• [Directions]:
Return the records word for word. Any pictures in them are not part of the copy.

• [Record excerpts]:
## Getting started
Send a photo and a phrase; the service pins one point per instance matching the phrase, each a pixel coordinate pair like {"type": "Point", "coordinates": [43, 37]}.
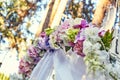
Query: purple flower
{"type": "Point", "coordinates": [32, 52]}
{"type": "Point", "coordinates": [78, 48]}
{"type": "Point", "coordinates": [101, 33]}
{"type": "Point", "coordinates": [83, 24]}
{"type": "Point", "coordinates": [79, 37]}
{"type": "Point", "coordinates": [65, 24]}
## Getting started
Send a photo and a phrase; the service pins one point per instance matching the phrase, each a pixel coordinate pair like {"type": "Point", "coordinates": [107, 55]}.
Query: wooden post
{"type": "Point", "coordinates": [59, 13]}
{"type": "Point", "coordinates": [100, 11]}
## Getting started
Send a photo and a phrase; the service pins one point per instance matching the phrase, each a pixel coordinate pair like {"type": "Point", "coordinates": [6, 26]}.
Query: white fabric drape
{"type": "Point", "coordinates": [65, 68]}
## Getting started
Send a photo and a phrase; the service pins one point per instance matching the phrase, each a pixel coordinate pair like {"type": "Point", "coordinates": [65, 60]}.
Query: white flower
{"type": "Point", "coordinates": [96, 46]}
{"type": "Point", "coordinates": [77, 21]}
{"type": "Point", "coordinates": [87, 47]}
{"type": "Point", "coordinates": [52, 42]}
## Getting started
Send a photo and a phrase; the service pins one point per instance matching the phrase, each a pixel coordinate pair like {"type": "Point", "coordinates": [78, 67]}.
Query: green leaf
{"type": "Point", "coordinates": [48, 31]}
{"type": "Point", "coordinates": [71, 33]}
{"type": "Point", "coordinates": [106, 39]}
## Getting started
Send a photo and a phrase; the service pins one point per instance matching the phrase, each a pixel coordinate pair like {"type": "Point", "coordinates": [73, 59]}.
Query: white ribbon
{"type": "Point", "coordinates": [65, 68]}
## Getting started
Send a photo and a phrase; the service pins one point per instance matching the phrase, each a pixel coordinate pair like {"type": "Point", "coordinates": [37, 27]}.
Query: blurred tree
{"type": "Point", "coordinates": [13, 13]}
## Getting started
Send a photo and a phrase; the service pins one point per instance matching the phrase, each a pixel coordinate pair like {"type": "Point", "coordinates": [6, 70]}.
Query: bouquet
{"type": "Point", "coordinates": [82, 38]}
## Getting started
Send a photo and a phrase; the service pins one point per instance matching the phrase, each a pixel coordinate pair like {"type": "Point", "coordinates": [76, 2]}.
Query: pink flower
{"type": "Point", "coordinates": [43, 34]}
{"type": "Point", "coordinates": [32, 52]}
{"type": "Point", "coordinates": [25, 68]}
{"type": "Point", "coordinates": [78, 48]}
{"type": "Point", "coordinates": [65, 24]}
{"type": "Point", "coordinates": [101, 33]}
{"type": "Point", "coordinates": [83, 24]}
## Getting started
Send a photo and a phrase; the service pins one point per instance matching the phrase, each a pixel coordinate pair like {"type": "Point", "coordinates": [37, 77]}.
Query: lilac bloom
{"type": "Point", "coordinates": [78, 48]}
{"type": "Point", "coordinates": [32, 52]}
{"type": "Point", "coordinates": [83, 24]}
{"type": "Point", "coordinates": [101, 33]}
{"type": "Point", "coordinates": [65, 25]}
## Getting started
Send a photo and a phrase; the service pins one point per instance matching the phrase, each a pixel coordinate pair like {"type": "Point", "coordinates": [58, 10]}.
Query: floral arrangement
{"type": "Point", "coordinates": [85, 39]}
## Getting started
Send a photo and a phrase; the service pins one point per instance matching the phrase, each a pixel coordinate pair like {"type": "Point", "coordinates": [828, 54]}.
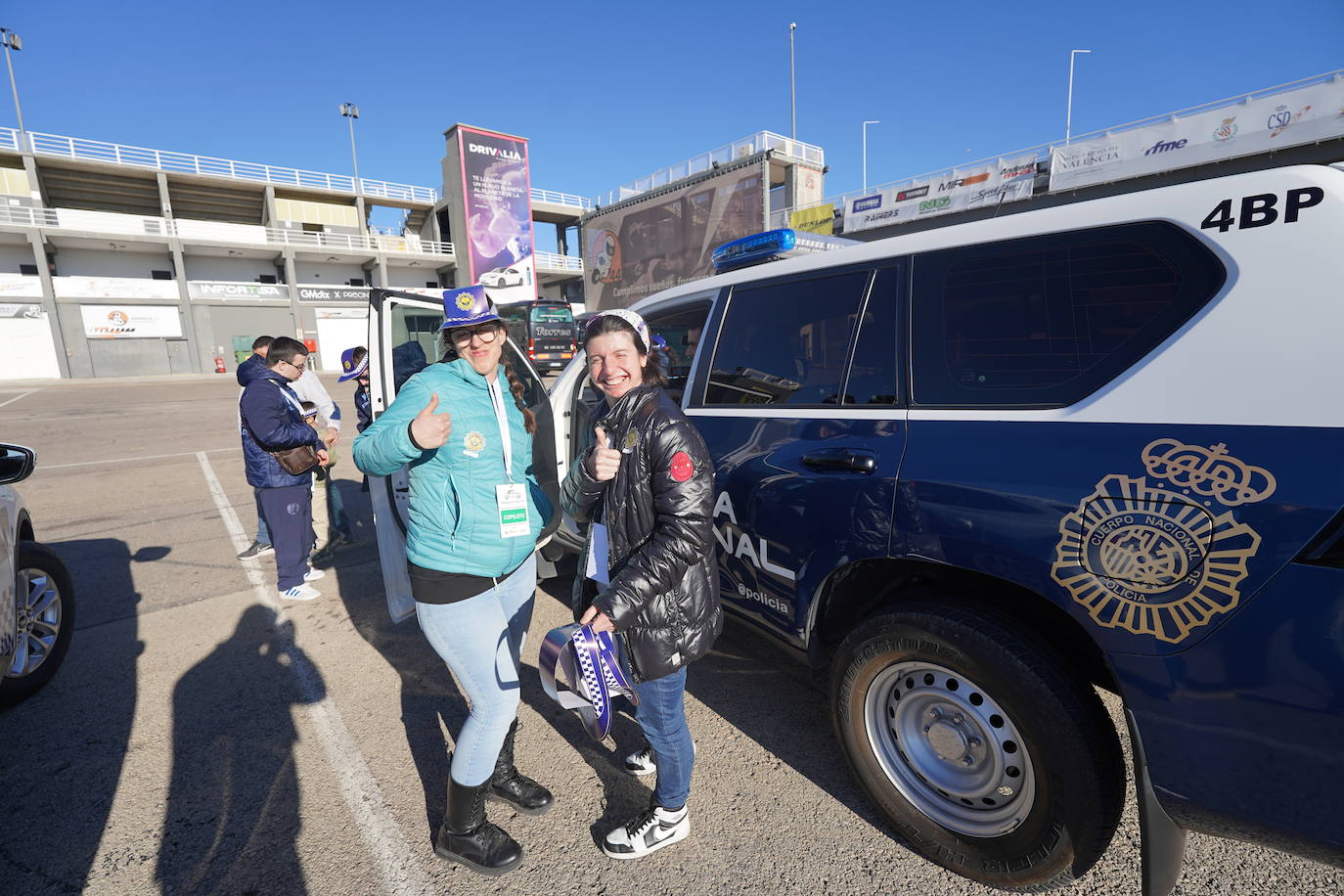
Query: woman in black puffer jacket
{"type": "Point", "coordinates": [650, 484]}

• [Exercise result]:
## Getting started
Send a photo and a phrase; the service pins one point per instance matching the phrase, each a pixel coordinate pair like {"type": "Point", "coordinates": [43, 37]}.
Query: purple flower
{"type": "Point", "coordinates": [32, 52]}
{"type": "Point", "coordinates": [78, 48]}
{"type": "Point", "coordinates": [101, 33]}
{"type": "Point", "coordinates": [83, 24]}
{"type": "Point", "coordinates": [79, 37]}
{"type": "Point", "coordinates": [65, 24]}
## Getting started
Send a photo and a phrase; the service pins one point per instance matching the phrase, each a pixel coordinate pair like {"type": "Point", "coordinates": [107, 55]}.
Query: wooden post
{"type": "Point", "coordinates": [59, 13]}
{"type": "Point", "coordinates": [100, 11]}
## Getting started
Send a photo and a phrase; the service pins one point per instance matching the phrase, each a pixel coordinate pair like {"type": "Point", "coordinates": [6, 26]}.
Query: white fabric drape
{"type": "Point", "coordinates": [65, 68]}
## Getting started
Send a photo and a phrase; the service pins one point per instance matching the phrase, each a pixel coordinate pair like {"type": "Point", "coordinates": [65, 60]}.
Query: white flower
{"type": "Point", "coordinates": [96, 46]}
{"type": "Point", "coordinates": [77, 21]}
{"type": "Point", "coordinates": [87, 47]}
{"type": "Point", "coordinates": [52, 42]}
## Getting started
Send a photo and a phrase; the service pins one point per instance matching the phrase, each a pixel coordinate pair like {"type": "Point", "coordinates": [78, 67]}.
Query: green leaf
{"type": "Point", "coordinates": [48, 31]}
{"type": "Point", "coordinates": [71, 33]}
{"type": "Point", "coordinates": [106, 39]}
## Getting started
Send a photo and a phrase; the service pins one point per instance matching the phrase, each a pixel coordinate pair like {"type": "Point", "coordinates": [73, 59]}.
Query: white ribbon
{"type": "Point", "coordinates": [65, 68]}
## Getting started
Send a photo and a phrase; the service pins one point per instance matching the phrase, each a pixel coordinate pair like {"type": "Point", "coordinates": [37, 27]}.
Query: blurred tree
{"type": "Point", "coordinates": [13, 13]}
## Getting started
Send a photo and a phrase; the service pins one point per instance matching the phrase, each a pixel coordinate pair like {"type": "Point", "coordinates": [6, 70]}.
Query: bouquet
{"type": "Point", "coordinates": [82, 38]}
## Getting started
Send a photo and a phrase; the service pins one point per instance matching the phrase, each a pixel coordinate pair like {"type": "Point", "coordinates": [76, 2]}.
Query: pink flower
{"type": "Point", "coordinates": [43, 34]}
{"type": "Point", "coordinates": [32, 52]}
{"type": "Point", "coordinates": [25, 68]}
{"type": "Point", "coordinates": [78, 48]}
{"type": "Point", "coordinates": [65, 24]}
{"type": "Point", "coordinates": [101, 33]}
{"type": "Point", "coordinates": [83, 24]}
## Getting started
Send a photo and a phrase; the service pins one point per instance matching the phrase, each a pixel coordinate pair like {"type": "Point", "coordinates": [37, 77]}.
Query: lilac bloom
{"type": "Point", "coordinates": [78, 48]}
{"type": "Point", "coordinates": [32, 52]}
{"type": "Point", "coordinates": [83, 24]}
{"type": "Point", "coordinates": [101, 33]}
{"type": "Point", "coordinates": [65, 25]}
## Getting started
Send a photo and a phrase; the service pins one point per instance matching the phrase, each a pixel coordinate pair like {"type": "Point", "coordinates": [58, 10]}.
Query: floral arrangement
{"type": "Point", "coordinates": [85, 39]}
## Getting started
Send a photo and a phrase; the service pins one point per instance matching the phrase, each a pixel coordinate pair like {"type": "Point", "coordinates": [828, 54]}.
Query: woman in black puffer jacket
{"type": "Point", "coordinates": [650, 484]}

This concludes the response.